» **Problems to solve**
1. From the post about the iMac's display problems, extract word for word the section starting at "I also see problems" and ending at "away by itself.".
2. Continue the post about the iMac's screen distortions from the point where it stops.

» **Passage given**
────────

I also see problems like this on my iMac mid 2010. The first time they showed up was after a software update about about a year ago but i never had time to investigate as it got away by itself.


About a month ago it showed up again after the latest iTunes update on Snow leopard but this time it was much worse, i got much more distortions, system hangs and kernel panics.


I tried to find a way to reproduce the problem but it seems hard. I'd get it just about everytime the system returned from sleep. The problem did not seem related to heat in my case. Checked for possible problems that was related to disk and memory with several diag tools but no luck there. As a last resort I did a clean install with Lion and installed all software updates but iTunes.

Everything worked fine until a few days ago when the distortions came back again. No kernel panics yet but anoying as ****.


Any suggestions? I guess it could be the graphics card but I did a stress test by playing a demanding 3D game in bootcamp Win7 fullscreen for about 1 hour, that should have been enough to kill the card.

────────

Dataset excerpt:
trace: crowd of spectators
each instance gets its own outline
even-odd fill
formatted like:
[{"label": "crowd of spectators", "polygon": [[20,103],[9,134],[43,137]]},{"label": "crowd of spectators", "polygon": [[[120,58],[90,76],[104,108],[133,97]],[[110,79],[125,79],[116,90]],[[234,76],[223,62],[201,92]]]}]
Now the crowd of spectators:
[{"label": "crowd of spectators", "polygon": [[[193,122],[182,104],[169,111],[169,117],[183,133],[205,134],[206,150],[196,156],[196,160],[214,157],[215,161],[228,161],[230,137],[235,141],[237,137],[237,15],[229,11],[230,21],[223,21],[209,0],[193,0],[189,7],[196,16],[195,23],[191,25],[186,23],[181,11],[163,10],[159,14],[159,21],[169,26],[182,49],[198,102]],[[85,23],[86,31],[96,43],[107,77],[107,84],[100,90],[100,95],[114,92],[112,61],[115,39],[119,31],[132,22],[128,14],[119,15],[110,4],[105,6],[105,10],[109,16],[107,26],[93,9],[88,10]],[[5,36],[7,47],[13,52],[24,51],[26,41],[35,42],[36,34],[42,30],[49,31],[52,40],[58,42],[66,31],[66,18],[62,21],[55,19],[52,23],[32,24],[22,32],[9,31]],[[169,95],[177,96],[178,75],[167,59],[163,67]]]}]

────────

» **Results for the exercise**
1.
I also see problems like this on my iMac mid 2010. The first time they showed up was after a software update about about a year ago but i never had time to investigate as it got away by itself.

2.
May 13, 2014 8:18 PM in response to denmoff77

I've been having the same issue here. Same exact model and has been ongoing for a few months now. It's intermittent and only happens after waking from long periods of the display being off/sleep. I leave my hard disks on (SSD primary) with only the display sleeping. The glitching is almost instantanious when my secondary display is turned on which causes the system to hang or crash with the pink and green squares (display port to DVI adapter).


I'm guessing it's not totally related to the Graphic Card since I can play 1080p HD video without any issues and run Steam. I believe it does have something to do with heat, except with cooler temperatures versus overheating since the issue goes away once the system has warmed up (for me situation). My guess is weakened solder points in the logicboard that expand when heated causing improved contact. I want to correlate the issue to Mavericks since it happened right after I upgraded, but the fact that it dissapates after usage makes it seem completely a hardware issue.


I'm sure if I bring it to apple or a service center it will cost a few hundred to fix...any suggestions or solutions are much appreciated. Dealing with it for now since it runs after warmup....sad I have to say that about a Mac.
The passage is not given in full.